### WHAT TO WORK ON
Without dropping or altering a single word, give the listing again.

### DATA TO EXAMINE

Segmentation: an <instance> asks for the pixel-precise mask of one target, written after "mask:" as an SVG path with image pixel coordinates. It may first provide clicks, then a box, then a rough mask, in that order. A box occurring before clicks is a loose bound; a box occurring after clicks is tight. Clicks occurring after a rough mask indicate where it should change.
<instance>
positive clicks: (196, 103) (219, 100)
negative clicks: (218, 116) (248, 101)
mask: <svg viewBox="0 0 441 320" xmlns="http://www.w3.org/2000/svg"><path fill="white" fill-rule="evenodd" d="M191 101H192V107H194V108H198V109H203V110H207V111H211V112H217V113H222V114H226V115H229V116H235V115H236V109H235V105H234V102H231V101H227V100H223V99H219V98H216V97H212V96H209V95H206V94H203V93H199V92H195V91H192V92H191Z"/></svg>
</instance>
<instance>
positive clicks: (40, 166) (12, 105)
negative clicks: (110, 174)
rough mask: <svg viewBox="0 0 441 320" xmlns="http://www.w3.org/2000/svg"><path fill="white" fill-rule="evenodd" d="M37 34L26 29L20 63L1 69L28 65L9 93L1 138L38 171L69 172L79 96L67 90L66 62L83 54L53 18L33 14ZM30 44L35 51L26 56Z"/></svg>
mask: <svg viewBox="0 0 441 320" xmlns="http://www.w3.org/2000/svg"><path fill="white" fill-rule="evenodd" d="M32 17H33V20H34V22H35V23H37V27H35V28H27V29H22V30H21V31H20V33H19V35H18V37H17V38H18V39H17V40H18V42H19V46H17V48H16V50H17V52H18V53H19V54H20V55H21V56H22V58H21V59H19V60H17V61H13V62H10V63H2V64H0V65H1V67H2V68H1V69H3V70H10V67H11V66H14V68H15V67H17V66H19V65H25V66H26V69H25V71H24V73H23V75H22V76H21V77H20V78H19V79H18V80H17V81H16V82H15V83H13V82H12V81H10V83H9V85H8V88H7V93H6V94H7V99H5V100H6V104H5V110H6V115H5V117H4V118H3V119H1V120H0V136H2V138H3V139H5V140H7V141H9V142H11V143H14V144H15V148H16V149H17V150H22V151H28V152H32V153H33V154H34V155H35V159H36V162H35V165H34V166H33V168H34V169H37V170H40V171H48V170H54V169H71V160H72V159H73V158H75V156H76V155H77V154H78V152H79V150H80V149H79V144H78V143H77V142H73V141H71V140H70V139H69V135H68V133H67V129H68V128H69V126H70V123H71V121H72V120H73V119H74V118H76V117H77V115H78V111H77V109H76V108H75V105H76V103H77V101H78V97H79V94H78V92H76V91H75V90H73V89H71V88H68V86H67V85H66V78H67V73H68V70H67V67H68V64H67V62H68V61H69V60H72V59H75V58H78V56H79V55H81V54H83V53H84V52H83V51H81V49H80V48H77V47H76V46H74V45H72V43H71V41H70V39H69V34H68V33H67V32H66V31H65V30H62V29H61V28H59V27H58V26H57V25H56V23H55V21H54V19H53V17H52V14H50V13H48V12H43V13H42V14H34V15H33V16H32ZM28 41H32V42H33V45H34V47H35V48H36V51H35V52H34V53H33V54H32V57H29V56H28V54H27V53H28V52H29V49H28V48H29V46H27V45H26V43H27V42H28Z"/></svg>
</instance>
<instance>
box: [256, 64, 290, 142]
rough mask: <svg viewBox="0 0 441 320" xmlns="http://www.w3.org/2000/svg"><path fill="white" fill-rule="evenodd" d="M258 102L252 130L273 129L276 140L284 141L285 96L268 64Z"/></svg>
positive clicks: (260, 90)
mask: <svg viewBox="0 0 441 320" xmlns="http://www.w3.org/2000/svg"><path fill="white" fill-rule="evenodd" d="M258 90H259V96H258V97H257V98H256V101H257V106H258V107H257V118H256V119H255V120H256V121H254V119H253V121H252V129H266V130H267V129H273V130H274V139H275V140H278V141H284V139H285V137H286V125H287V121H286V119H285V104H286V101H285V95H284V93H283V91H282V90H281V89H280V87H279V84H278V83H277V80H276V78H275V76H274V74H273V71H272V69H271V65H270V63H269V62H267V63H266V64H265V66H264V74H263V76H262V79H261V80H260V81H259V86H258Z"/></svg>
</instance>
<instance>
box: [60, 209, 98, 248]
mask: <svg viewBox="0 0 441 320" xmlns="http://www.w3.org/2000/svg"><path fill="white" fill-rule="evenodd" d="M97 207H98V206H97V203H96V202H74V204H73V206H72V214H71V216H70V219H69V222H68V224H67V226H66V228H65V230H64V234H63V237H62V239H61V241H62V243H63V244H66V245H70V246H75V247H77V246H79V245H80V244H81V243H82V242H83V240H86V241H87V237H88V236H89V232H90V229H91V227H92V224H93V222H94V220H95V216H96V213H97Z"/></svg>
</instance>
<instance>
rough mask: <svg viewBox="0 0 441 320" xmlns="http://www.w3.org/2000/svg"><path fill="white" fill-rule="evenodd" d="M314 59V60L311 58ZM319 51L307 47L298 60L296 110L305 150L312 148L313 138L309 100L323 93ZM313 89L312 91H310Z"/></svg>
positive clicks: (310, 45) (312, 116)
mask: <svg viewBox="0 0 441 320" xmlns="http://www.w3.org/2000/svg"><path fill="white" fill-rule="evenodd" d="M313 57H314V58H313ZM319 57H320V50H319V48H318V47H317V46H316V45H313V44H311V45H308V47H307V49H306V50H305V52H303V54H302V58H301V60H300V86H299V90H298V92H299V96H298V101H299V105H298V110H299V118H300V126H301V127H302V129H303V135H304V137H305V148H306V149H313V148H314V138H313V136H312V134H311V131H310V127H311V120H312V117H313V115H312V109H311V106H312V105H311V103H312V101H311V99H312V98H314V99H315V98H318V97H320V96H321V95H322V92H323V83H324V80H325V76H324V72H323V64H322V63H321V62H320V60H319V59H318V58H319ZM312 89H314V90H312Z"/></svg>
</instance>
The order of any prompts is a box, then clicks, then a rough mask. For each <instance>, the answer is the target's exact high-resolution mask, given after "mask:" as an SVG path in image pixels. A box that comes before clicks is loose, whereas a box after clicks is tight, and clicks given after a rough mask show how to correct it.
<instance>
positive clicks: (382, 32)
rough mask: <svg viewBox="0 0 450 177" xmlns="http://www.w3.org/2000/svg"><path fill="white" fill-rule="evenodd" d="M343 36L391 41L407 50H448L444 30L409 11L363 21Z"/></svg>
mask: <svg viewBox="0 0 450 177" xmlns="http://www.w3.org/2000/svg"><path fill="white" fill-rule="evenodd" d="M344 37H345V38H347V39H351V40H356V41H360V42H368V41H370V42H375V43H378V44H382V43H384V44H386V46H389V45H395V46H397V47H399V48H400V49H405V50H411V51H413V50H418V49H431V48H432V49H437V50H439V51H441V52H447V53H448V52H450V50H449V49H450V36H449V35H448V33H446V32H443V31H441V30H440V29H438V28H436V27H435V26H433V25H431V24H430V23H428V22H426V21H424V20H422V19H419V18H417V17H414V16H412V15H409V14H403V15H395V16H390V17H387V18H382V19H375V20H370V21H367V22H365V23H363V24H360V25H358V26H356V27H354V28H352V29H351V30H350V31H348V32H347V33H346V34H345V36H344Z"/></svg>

### RESPONSE TO THIS EXERCISE
Segmentation: an <instance> asks for the pixel-precise mask of one target, written after "mask:" as an SVG path with image pixel coordinates. It may first provide clicks, then a box, then a rough mask, in that order. A box occurring before clicks is a loose bound; a box occurring after clicks is tight. Clicks occurring after a rough mask indicate where it should change.
<instance>
positive clicks: (196, 103) (219, 100)
negative clicks: (218, 116) (248, 101)
mask: <svg viewBox="0 0 441 320" xmlns="http://www.w3.org/2000/svg"><path fill="white" fill-rule="evenodd" d="M191 101H192V107H194V108H198V109H203V110H207V111H211V112H217V113H222V114H226V115H229V116H235V115H236V109H235V105H234V102H231V101H227V100H223V99H219V98H216V97H212V96H209V95H206V94H203V93H199V92H195V91H192V92H191Z"/></svg>
</instance>
<instance>
positive clicks: (40, 166) (12, 105)
negative clicks: (110, 174)
rough mask: <svg viewBox="0 0 441 320" xmlns="http://www.w3.org/2000/svg"><path fill="white" fill-rule="evenodd" d="M37 34L26 29L20 63L1 69L28 65L9 93L1 138L38 171L69 172L79 96L67 90L66 62L83 54L53 18L33 14ZM30 44L35 51L26 56Z"/></svg>
mask: <svg viewBox="0 0 441 320" xmlns="http://www.w3.org/2000/svg"><path fill="white" fill-rule="evenodd" d="M32 17H33V20H34V22H35V23H37V27H35V28H27V29H22V30H21V31H20V33H19V35H18V37H17V38H18V39H17V40H18V42H19V46H17V48H16V50H17V52H18V53H19V54H20V55H21V56H22V58H21V59H19V60H17V61H13V62H10V63H2V64H0V65H1V67H2V68H1V69H3V70H10V67H11V66H14V68H15V67H17V66H19V65H25V66H26V69H25V71H24V73H23V75H22V76H21V77H20V78H19V79H18V80H17V81H16V82H15V83H13V82H12V81H10V83H9V85H8V88H7V93H6V94H7V99H5V100H6V104H5V110H6V115H5V117H4V118H3V119H1V120H0V136H2V138H3V139H5V140H7V141H9V142H11V143H14V144H15V148H16V149H17V150H22V151H28V152H32V153H33V154H34V155H35V159H36V162H35V165H34V166H33V168H34V169H37V170H40V171H48V170H54V169H71V160H72V159H73V158H75V156H76V155H77V154H78V152H79V150H80V149H79V144H78V143H77V142H73V141H71V140H70V139H69V135H68V133H67V129H68V128H69V126H70V123H71V121H72V120H73V119H74V118H76V117H77V115H78V111H77V109H76V108H75V105H76V103H77V101H78V97H79V94H78V92H76V91H75V90H73V89H71V88H68V86H67V85H66V78H67V73H68V70H67V67H68V64H67V62H68V61H69V60H72V59H75V58H78V56H79V55H81V54H83V53H84V52H83V51H81V49H80V48H77V47H76V46H74V45H72V43H71V41H70V39H69V34H68V33H67V32H66V31H65V30H62V29H61V28H59V27H58V26H57V25H56V23H55V21H54V19H53V17H52V14H50V13H48V12H43V13H42V14H34V15H33V16H32ZM28 41H32V42H33V45H34V47H35V48H36V51H35V52H34V53H33V54H32V57H29V56H28V54H27V53H28V52H29V49H28V48H29V46H27V45H26V43H27V42H28Z"/></svg>
</instance>
<instance>
box: [256, 64, 290, 142]
rough mask: <svg viewBox="0 0 441 320" xmlns="http://www.w3.org/2000/svg"><path fill="white" fill-rule="evenodd" d="M258 102L252 130L273 129L276 140L284 141L285 96L268 64Z"/></svg>
positive clicks: (260, 90)
mask: <svg viewBox="0 0 441 320" xmlns="http://www.w3.org/2000/svg"><path fill="white" fill-rule="evenodd" d="M258 90H259V96H258V97H257V98H256V101H257V106H258V107H257V118H256V119H255V120H256V121H254V119H253V121H252V129H266V130H267V129H273V130H274V139H275V140H278V141H284V139H285V137H286V125H287V121H286V119H285V104H286V101H285V95H284V93H283V91H282V90H281V89H280V87H279V84H278V83H277V80H276V78H275V76H274V74H273V71H272V69H271V65H270V63H269V62H267V63H266V64H265V66H264V74H263V76H262V79H261V80H260V81H259V86H258Z"/></svg>
</instance>
<instance>
box: [60, 209, 98, 248]
mask: <svg viewBox="0 0 441 320" xmlns="http://www.w3.org/2000/svg"><path fill="white" fill-rule="evenodd" d="M97 207H98V206H97V203H96V202H74V204H73V206H72V214H71V216H70V219H69V222H68V224H67V226H66V228H65V230H64V234H63V237H62V239H61V241H62V243H63V244H66V245H70V246H75V247H77V246H79V245H80V244H81V243H82V242H83V240H86V241H87V237H88V236H89V232H90V229H91V227H92V224H93V222H94V220H95V216H96V213H97Z"/></svg>
</instance>
<instance>
rough mask: <svg viewBox="0 0 441 320" xmlns="http://www.w3.org/2000/svg"><path fill="white" fill-rule="evenodd" d="M314 59V60L311 58ZM319 51L307 47L298 60L296 110L305 150L312 148L313 138L309 100L323 93ZM313 89L312 91H310Z"/></svg>
positive clicks: (310, 45) (312, 116)
mask: <svg viewBox="0 0 441 320" xmlns="http://www.w3.org/2000/svg"><path fill="white" fill-rule="evenodd" d="M313 57H314V58H313ZM319 57H320V50H319V48H318V47H317V46H316V45H313V44H311V45H308V47H307V49H306V50H305V52H303V54H302V58H301V60H300V86H299V90H298V92H299V96H298V101H299V105H298V110H299V118H300V126H301V127H302V129H303V135H304V137H305V148H306V149H313V148H314V138H313V136H312V134H311V131H310V127H311V120H312V117H313V115H312V109H311V106H312V105H311V103H312V101H311V99H312V98H314V99H315V98H318V97H320V96H321V95H322V92H323V83H324V80H325V76H324V72H323V64H322V63H321V62H320V60H319V59H318V58H319ZM312 89H314V90H312Z"/></svg>
</instance>
The order of any prompts is a box, then clicks, then a rough mask. For each <instance>, the answer is the target's exact high-resolution mask, given after "mask:" as an SVG path in image pixels. A box that comes before clicks is loose, whereas a box after clicks is tight, and clicks given after a rough mask show how to correct it.
<instance>
positive clicks: (382, 32)
rough mask: <svg viewBox="0 0 450 177" xmlns="http://www.w3.org/2000/svg"><path fill="white" fill-rule="evenodd" d="M343 36L391 41L407 50H448L444 30L409 11L363 21Z"/></svg>
mask: <svg viewBox="0 0 450 177" xmlns="http://www.w3.org/2000/svg"><path fill="white" fill-rule="evenodd" d="M344 37H345V38H347V39H351V40H356V41H360V42H368V41H370V42H375V43H378V44H382V43H384V44H386V46H389V45H395V46H397V47H399V48H400V49H405V50H411V51H413V50H418V49H431V48H432V49H437V50H439V51H441V52H447V53H448V52H450V50H449V49H450V36H449V35H448V33H446V32H443V31H441V30H440V29H438V28H436V27H435V26H433V25H431V24H430V23H428V22H426V21H424V20H422V19H419V18H417V17H414V16H412V15H409V14H403V15H395V16H390V17H387V18H382V19H375V20H370V21H367V22H365V23H363V24H360V25H358V26H356V27H354V28H352V29H351V30H350V31H348V32H347V33H346V34H345V36H344Z"/></svg>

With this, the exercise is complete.